[Point localization data]
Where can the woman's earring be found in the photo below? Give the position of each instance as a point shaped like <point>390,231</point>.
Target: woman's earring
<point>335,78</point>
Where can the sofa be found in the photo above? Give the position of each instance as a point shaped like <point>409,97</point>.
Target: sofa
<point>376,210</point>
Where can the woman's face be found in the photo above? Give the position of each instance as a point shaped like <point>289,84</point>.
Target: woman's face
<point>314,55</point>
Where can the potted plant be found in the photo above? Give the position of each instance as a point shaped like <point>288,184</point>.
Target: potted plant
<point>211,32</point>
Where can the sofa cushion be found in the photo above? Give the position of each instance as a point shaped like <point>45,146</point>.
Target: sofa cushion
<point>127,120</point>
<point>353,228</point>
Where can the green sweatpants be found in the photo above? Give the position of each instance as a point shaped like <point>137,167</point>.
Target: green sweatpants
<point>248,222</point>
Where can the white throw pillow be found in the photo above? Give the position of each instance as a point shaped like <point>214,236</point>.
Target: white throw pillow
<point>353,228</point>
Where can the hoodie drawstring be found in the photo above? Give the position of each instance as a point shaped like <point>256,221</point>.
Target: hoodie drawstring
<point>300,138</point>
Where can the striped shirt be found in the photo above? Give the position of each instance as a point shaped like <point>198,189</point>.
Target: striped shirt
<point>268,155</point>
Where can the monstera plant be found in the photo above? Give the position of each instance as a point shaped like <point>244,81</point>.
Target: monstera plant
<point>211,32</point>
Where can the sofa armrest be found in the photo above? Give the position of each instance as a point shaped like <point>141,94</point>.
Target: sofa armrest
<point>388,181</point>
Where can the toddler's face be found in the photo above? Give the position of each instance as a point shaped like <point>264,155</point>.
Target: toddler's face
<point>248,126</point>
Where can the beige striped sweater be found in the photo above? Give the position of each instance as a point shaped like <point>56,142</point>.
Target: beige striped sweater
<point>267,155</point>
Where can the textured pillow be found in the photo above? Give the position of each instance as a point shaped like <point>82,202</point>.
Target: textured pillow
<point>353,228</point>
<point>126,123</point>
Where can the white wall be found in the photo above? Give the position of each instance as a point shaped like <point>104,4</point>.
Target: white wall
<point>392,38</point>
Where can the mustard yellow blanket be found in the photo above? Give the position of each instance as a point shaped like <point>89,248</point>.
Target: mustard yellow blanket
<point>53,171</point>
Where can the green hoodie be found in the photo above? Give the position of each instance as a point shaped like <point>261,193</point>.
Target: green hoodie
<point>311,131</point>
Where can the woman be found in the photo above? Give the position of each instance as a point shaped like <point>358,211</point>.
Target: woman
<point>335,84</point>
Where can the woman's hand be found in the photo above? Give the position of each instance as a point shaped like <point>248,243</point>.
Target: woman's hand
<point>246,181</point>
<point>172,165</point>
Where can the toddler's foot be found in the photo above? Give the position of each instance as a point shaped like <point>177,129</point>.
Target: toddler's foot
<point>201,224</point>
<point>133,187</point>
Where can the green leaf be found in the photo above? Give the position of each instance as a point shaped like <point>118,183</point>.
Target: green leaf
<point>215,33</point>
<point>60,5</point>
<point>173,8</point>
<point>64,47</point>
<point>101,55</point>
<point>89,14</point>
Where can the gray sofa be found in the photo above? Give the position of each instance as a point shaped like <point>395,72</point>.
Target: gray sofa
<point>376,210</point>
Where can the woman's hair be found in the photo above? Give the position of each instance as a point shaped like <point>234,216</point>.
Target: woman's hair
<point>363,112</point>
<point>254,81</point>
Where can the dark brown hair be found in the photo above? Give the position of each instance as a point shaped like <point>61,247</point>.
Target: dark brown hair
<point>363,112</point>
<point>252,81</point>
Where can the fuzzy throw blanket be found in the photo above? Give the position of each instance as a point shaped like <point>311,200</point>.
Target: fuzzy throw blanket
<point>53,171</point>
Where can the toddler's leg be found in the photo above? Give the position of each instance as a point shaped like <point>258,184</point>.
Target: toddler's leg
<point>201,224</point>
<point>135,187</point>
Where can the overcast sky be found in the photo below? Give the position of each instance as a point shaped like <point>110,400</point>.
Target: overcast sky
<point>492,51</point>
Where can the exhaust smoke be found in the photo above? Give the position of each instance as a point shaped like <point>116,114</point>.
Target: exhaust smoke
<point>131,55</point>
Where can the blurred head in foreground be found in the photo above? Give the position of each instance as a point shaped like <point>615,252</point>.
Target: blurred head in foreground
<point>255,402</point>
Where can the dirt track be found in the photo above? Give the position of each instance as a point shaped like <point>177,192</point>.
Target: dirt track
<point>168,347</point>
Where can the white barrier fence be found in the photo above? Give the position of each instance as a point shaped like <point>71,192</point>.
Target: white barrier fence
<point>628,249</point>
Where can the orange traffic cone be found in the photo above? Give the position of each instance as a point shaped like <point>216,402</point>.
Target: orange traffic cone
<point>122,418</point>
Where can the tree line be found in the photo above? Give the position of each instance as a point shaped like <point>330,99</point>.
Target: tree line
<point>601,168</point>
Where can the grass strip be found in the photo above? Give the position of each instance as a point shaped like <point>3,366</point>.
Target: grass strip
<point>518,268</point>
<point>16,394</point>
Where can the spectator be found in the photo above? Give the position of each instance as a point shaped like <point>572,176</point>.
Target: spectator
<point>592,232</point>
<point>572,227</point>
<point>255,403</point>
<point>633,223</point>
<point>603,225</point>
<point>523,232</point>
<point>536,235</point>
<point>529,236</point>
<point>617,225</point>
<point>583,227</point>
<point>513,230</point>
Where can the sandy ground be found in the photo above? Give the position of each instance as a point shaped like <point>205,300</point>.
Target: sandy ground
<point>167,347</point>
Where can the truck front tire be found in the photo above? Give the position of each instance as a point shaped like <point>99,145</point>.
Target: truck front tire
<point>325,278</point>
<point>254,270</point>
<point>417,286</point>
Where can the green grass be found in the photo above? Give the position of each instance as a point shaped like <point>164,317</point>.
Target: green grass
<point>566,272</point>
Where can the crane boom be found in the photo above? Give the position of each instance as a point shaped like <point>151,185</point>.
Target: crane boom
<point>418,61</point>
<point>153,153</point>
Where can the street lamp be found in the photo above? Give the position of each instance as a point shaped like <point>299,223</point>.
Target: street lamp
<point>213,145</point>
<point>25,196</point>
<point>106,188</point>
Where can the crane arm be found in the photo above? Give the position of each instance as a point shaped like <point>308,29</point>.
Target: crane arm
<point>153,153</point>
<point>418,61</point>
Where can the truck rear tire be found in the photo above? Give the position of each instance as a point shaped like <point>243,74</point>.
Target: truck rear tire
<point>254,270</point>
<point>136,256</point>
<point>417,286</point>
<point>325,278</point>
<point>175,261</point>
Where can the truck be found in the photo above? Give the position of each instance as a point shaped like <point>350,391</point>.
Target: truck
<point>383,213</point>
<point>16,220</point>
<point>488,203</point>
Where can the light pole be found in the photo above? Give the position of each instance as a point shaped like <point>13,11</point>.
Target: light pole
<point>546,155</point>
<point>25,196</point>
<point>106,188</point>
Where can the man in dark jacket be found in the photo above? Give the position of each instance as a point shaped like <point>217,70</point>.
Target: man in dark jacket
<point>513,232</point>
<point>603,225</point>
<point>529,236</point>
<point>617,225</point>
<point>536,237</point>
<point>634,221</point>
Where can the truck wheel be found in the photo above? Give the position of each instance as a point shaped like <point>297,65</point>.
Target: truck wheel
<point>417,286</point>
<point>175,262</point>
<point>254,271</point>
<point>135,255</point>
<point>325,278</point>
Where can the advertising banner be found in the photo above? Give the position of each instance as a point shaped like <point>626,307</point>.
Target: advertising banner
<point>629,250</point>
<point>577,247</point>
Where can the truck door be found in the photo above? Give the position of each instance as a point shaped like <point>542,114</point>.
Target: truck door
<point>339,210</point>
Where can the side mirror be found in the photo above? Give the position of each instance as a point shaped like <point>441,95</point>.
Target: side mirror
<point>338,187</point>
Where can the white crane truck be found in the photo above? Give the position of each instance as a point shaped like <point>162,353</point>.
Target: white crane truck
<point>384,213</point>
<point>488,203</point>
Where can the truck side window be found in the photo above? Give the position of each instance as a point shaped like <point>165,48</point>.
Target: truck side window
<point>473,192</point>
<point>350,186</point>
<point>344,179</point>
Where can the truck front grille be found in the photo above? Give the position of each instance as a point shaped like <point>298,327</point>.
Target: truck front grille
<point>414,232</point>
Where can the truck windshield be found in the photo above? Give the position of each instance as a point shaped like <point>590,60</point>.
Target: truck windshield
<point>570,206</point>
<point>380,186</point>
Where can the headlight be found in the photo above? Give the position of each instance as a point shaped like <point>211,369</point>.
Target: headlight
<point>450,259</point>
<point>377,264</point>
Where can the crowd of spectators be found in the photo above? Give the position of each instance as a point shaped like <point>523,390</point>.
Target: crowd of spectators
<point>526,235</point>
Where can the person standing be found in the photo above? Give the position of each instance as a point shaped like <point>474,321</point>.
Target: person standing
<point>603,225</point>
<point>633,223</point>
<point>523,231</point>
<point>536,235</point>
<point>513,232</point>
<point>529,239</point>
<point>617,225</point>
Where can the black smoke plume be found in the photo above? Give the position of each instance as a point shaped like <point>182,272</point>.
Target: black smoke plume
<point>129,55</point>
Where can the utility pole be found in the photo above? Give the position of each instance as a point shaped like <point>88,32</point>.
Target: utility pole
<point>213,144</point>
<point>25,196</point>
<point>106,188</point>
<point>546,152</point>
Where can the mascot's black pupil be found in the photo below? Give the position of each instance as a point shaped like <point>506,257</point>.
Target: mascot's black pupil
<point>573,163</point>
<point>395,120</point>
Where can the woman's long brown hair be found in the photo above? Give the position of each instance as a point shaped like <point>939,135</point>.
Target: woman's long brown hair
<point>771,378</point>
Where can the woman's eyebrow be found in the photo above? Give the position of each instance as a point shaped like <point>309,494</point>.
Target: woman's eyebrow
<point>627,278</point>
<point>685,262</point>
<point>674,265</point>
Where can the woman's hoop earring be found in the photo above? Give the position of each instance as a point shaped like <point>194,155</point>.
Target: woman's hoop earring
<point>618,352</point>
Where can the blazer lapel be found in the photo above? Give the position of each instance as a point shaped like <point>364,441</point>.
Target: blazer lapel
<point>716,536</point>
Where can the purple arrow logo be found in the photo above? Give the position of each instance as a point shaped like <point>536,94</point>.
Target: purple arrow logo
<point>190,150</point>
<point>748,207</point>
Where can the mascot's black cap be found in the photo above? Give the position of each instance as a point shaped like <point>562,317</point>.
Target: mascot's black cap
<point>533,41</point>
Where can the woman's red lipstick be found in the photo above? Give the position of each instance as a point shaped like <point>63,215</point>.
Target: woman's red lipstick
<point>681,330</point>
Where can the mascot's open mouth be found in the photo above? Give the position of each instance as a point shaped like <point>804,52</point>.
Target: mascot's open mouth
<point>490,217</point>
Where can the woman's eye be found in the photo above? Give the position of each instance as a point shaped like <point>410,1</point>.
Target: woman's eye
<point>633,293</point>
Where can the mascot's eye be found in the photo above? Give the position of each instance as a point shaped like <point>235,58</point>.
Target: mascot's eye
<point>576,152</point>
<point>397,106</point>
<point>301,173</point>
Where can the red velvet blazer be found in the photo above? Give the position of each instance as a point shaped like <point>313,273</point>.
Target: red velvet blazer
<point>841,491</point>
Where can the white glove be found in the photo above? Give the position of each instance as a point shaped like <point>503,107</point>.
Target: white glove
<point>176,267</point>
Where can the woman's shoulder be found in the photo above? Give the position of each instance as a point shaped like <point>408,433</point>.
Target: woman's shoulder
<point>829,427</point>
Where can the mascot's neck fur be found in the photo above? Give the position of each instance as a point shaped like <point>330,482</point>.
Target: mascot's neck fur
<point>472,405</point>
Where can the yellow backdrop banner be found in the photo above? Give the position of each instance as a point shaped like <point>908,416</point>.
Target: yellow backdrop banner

**WHAT YOU SHOULD DO**:
For every line above with the word "backdrop" in it, make a copy.

**SOLVED PROBLEM**:
Where can the yellow backdrop banner be found in the photo above? Give the position of each instance as a point shaped like <point>908,416</point>.
Target: yellow backdrop banner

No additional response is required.